Task:
Return each line, exactly as given, from the one containing "of the brown" through the end of the entries below, and skip the rest.

Input data:

——

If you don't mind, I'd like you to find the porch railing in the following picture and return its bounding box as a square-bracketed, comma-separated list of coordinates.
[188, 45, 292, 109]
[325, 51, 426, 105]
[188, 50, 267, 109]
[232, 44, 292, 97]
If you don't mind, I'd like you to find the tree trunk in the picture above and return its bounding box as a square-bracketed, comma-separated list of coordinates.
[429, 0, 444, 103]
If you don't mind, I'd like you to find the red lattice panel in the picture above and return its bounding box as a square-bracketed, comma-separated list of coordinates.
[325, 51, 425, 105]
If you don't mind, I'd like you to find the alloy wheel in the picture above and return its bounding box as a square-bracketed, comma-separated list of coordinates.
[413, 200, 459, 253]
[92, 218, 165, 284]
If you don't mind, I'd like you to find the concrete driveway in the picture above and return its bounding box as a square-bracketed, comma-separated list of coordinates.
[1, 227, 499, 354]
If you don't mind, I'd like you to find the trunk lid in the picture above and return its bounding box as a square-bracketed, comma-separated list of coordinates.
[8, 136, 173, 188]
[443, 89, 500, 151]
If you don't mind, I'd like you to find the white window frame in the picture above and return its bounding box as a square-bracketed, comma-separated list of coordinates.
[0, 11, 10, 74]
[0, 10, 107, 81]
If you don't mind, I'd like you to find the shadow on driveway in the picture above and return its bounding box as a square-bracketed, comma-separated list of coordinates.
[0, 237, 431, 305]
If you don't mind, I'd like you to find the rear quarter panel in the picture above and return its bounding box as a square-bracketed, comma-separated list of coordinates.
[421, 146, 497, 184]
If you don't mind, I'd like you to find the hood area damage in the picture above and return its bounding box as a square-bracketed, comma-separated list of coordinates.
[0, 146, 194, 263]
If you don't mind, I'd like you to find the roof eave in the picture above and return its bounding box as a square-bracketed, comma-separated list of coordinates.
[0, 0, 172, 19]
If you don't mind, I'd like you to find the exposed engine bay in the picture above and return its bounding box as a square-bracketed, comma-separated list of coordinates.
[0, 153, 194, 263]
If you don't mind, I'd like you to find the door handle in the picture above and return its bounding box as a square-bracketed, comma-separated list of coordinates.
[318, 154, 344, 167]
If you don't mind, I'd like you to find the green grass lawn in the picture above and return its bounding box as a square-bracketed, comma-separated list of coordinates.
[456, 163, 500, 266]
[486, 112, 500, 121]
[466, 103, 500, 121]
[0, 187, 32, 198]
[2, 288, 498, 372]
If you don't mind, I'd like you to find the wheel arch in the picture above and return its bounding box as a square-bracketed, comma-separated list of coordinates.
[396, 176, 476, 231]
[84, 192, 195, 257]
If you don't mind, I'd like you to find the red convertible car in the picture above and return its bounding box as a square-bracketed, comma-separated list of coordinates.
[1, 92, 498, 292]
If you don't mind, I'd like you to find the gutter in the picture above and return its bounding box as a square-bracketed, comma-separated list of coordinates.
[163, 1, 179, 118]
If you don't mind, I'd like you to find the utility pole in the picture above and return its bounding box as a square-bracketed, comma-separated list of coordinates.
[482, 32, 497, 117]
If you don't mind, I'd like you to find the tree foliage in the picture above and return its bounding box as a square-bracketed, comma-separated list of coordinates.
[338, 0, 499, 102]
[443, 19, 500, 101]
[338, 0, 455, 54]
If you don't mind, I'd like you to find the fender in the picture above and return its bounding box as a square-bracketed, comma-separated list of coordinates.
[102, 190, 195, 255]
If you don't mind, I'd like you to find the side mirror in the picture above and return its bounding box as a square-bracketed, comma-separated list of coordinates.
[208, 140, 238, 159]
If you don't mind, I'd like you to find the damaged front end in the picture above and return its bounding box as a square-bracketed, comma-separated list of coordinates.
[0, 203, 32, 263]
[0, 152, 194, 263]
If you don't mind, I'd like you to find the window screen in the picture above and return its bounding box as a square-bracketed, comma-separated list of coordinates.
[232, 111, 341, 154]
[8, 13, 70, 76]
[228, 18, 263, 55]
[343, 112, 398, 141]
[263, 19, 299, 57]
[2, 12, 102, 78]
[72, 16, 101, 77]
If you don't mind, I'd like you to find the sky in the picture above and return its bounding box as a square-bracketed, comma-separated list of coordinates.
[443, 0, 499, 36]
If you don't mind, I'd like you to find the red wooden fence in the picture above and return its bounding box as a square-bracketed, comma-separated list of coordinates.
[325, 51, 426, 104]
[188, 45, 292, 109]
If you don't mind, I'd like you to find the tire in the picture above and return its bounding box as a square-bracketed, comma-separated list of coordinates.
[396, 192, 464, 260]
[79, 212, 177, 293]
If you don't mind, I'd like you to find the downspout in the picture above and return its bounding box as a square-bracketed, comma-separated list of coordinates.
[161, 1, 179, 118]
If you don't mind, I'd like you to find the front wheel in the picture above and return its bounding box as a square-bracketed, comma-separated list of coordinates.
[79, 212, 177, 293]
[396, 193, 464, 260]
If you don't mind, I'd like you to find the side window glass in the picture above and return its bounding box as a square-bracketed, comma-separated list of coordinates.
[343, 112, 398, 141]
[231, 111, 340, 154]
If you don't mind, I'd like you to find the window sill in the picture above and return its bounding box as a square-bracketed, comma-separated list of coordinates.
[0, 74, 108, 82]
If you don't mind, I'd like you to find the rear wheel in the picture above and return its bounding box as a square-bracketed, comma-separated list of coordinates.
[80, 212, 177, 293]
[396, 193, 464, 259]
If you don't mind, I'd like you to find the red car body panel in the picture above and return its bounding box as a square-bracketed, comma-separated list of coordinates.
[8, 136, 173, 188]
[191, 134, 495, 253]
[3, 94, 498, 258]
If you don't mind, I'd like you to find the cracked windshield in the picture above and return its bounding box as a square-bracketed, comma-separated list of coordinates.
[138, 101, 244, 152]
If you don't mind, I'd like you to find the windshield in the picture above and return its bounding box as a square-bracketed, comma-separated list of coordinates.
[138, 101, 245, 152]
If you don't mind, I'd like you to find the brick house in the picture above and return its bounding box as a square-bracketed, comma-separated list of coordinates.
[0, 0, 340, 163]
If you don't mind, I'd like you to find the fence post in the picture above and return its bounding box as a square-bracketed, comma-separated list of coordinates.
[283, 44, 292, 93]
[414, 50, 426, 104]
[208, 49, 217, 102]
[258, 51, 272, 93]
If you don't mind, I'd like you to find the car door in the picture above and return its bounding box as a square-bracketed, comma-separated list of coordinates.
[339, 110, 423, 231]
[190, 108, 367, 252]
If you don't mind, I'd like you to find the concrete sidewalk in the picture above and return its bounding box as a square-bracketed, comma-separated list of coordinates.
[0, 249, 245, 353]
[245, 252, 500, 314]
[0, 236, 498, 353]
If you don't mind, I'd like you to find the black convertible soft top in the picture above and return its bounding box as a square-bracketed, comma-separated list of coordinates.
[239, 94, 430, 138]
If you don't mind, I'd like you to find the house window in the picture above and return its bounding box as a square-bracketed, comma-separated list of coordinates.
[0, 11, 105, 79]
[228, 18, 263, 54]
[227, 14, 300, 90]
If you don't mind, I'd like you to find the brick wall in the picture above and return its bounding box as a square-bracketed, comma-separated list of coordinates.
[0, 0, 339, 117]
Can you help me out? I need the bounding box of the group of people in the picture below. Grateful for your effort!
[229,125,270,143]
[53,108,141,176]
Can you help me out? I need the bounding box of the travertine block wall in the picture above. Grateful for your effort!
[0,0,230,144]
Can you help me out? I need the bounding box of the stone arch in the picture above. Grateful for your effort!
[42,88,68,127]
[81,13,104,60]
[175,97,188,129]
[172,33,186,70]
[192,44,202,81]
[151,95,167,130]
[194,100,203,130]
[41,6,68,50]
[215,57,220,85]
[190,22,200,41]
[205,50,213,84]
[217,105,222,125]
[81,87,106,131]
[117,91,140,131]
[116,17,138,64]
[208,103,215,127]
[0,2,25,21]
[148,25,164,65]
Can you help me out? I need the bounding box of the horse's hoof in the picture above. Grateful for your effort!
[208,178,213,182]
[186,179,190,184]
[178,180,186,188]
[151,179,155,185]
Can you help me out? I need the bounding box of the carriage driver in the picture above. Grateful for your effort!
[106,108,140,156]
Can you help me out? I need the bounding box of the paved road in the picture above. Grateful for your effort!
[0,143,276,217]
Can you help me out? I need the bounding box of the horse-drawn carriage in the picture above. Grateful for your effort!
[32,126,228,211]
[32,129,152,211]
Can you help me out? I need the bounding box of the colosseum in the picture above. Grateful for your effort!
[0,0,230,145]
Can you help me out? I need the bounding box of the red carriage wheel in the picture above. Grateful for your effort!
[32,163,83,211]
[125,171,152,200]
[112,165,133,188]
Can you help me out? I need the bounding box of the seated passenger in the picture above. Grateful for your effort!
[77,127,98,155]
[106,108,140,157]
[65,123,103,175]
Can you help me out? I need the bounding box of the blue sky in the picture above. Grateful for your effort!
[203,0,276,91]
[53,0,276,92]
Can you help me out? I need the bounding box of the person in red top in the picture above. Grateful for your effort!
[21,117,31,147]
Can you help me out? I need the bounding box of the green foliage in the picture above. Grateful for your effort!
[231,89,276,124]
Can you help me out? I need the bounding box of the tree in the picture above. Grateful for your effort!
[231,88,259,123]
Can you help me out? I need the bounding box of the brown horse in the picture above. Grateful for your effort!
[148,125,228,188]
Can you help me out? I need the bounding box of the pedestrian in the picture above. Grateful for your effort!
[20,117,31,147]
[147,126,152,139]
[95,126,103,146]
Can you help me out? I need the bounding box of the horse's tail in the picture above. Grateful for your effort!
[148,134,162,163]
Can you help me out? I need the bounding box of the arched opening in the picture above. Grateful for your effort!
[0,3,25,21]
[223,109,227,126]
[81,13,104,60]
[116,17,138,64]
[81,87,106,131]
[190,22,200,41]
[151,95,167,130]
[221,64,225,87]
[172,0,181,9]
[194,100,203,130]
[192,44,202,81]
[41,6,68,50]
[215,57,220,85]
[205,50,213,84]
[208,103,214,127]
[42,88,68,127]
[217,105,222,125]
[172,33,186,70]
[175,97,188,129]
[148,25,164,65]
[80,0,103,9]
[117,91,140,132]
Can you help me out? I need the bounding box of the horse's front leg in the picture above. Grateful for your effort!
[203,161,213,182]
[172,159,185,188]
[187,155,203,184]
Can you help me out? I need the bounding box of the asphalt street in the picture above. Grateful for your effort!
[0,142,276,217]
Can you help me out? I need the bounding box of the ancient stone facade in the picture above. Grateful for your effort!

——

Written response:
Can you help me out? I need the bounding box of the brown horse in the picture above. Grateful for your effort!
[148,125,228,188]
Can you help me out? I need the bounding box of the pedestrian in the picture above. Grateful for your effort!
[20,117,31,147]
[147,126,152,139]
[95,126,103,146]
Can you help me out? I need the bounding box of the horse's tail in the picture above. Grateful for your effort!
[148,134,162,163]
Can you help me out? I need the bounding box of the arched opening in the picture above. Grateful for your effort!
[0,3,25,21]
[223,109,227,126]
[81,13,104,60]
[116,17,138,64]
[81,87,106,131]
[190,22,200,41]
[151,95,167,130]
[221,64,225,87]
[172,0,181,9]
[194,100,203,130]
[192,44,202,81]
[41,6,68,50]
[215,57,220,85]
[205,50,213,84]
[208,103,214,127]
[42,88,68,127]
[217,105,222,125]
[172,33,186,70]
[175,97,188,129]
[148,25,164,65]
[80,0,103,9]
[117,91,140,132]
Can you help me out? I need the bounding box of the horse's front leg in the picture above. Grateful for your effort!
[203,161,213,182]
[172,159,185,188]
[187,155,203,184]
Can you help me out? I need the bounding box of the asphalt street in the picture above. Grateful for your effort!
[0,142,276,217]
Can you help me out? I need the bounding box of the ancient stone facade in the picture above. Grateful for your effort!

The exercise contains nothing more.